PROBLEM STATEMENT: In the passage on stakeholder capitalism, how many ESG reporting frameworks did a recent analysis find?

SUPPLIED PASSAGE:
Stakeholder capitalism (and ESG) promotes fundamental changes to the role of business in society, which will inevitably reduce firm profitability. Firm resources are reallocated from business priorities such as research and development, supply chain enhancements, and worker training, towards other endeavours unrelated to operating businesses.

But the goal of businesses, since their inception, has been to provide a return to owners by efficiently producing goods and services the public wants and is willing to purchase. Businesses are forced by competition to worry about the needs and wants of their customers, figure out innovative ways to produce and deliver goods and services, and provide post-sale support to promote future business. The only way around this market discipline is for businesses to secure protection or preferential treatment from government.

It’s also unclear why advocates of stakeholder capitalism and ESG assume that businesses—owners, executives, and managers—can identify and execute environmental and social goals better than non-profits or democratically elected governments. Harvard law professors Bebchuk and Tallarita, in their paper “The Illusory Promise of Stakeholder Governance“, conclude that stakeholder capitalism will fail to achieve its stated goals while also diminishing the accountability of corporate leaders because of its opaque and subjective nature (a recent analysis found more than 600 ESG reporting frameworks, many of which conflict with one another).

Perhaps the most salient fact, however, is that these so-called reforms are unnecessary. The historical evidence is clear that societies that rely more on individuals, families, entrepreneurs, and businesses to make bottom-up decisions rather than governments (top-down), enjoy higher standards of living, improved quality of life, greater social progress, better environments, and interestingly more peaceful societies—the stated goals of stakeholder capitalism and ESG.

The idea that businesses ignore the communities where they operate or fail to treat their employees fairly seemingly ignores the real world around us. Consider how many local sporting, cultural and youth events are sponsored by local businesses. Or think about the lengths that businesses go to retain and attract workers.

Records from a dataset:

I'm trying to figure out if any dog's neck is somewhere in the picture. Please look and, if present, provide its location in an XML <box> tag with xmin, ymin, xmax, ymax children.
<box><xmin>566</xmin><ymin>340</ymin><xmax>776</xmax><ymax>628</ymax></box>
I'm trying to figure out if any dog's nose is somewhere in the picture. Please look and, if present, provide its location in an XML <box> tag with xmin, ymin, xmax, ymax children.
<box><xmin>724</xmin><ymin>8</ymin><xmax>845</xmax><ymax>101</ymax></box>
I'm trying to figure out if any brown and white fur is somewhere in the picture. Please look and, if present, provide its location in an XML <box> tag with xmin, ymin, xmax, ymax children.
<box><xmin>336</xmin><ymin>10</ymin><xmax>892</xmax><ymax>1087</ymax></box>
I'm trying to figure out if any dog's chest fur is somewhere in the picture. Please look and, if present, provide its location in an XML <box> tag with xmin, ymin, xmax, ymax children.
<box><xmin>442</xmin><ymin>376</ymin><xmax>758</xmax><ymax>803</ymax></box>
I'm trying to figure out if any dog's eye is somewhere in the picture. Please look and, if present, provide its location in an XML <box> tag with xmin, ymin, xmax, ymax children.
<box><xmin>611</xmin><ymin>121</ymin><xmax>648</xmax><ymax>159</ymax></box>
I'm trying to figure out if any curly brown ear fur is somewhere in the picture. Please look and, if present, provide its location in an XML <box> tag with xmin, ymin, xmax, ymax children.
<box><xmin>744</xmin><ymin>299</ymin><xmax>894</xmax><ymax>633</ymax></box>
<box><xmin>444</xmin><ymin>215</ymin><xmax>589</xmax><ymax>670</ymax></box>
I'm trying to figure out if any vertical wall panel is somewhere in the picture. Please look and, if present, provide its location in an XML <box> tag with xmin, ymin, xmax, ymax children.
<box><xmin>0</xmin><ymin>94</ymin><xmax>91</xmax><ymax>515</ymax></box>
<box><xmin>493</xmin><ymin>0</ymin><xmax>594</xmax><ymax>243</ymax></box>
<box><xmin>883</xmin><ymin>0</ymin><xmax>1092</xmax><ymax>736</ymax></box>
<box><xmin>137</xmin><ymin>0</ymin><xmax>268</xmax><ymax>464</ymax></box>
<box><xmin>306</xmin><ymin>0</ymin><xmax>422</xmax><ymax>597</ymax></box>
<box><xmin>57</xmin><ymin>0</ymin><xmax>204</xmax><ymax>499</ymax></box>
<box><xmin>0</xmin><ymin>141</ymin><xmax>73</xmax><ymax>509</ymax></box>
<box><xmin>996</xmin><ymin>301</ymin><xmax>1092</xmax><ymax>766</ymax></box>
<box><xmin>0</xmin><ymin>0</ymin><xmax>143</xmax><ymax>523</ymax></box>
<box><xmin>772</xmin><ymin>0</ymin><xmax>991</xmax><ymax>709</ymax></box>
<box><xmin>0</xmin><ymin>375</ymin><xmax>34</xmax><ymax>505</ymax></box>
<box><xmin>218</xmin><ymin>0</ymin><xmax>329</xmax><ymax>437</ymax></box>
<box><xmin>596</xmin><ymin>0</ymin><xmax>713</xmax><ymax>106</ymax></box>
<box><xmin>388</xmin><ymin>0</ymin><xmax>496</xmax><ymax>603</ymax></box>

ANSWER BOX: More than 600